_WHAT IS REQUIRED_
Starting at the line that contains "the black smartphone", copy each line through the end of the listing below. Include both ends and output nothing more.

_THE DATA_
+===+

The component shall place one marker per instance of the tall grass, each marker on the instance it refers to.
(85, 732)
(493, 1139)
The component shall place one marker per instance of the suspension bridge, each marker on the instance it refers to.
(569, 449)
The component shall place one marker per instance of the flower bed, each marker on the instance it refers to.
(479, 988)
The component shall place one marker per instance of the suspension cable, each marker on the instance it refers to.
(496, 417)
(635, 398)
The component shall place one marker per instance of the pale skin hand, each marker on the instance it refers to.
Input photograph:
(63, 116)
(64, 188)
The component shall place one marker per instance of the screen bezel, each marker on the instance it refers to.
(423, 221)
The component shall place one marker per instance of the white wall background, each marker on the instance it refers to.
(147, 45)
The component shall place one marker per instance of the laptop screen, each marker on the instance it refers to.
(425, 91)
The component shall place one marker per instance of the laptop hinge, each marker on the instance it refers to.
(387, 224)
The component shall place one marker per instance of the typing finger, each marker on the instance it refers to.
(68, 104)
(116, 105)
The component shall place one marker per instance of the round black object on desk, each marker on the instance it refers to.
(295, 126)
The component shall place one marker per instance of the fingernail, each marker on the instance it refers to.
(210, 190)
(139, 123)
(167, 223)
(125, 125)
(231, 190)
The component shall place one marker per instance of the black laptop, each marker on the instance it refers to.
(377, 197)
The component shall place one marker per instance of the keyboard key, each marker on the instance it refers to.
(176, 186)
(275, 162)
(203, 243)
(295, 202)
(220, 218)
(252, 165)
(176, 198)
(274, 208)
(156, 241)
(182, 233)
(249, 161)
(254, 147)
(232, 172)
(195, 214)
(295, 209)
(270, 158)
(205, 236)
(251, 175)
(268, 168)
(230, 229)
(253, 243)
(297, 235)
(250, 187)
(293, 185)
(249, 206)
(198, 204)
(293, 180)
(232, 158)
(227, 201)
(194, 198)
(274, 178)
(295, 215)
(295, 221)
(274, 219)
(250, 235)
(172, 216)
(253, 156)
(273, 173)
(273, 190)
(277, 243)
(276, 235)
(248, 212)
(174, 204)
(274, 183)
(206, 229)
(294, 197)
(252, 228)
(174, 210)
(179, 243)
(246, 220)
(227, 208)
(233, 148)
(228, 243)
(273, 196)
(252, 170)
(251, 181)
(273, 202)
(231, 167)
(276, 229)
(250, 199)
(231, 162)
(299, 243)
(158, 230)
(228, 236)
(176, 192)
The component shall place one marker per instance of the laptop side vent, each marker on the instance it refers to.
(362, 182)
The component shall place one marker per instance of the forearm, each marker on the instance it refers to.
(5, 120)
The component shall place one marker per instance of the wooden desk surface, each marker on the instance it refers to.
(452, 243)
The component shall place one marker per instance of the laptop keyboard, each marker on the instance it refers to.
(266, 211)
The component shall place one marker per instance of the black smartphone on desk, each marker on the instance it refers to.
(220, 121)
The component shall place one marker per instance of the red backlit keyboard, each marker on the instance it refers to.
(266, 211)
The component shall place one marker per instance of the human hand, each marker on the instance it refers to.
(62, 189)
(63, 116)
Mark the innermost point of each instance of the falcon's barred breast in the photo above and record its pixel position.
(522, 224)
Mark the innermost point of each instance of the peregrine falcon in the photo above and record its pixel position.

+===+

_WRITTEN ANSWER_
The component shall place one marker per instance of the black smartphone on desk, each marker on the instance it refers to.
(220, 121)
The component shall place one marker per instance of the red backlit keyboard, each marker on the instance it refers to.
(266, 211)
The component shall place one marker per instance of the human hand, each marker on the instance it refers to.
(62, 189)
(63, 116)
Mark the innermost point of each instance of the falcon's barred breast in the photo above and record its pixel position.
(522, 224)
Mark the innermost point of each instance of the peregrine falcon in the photo above and record its pixel position.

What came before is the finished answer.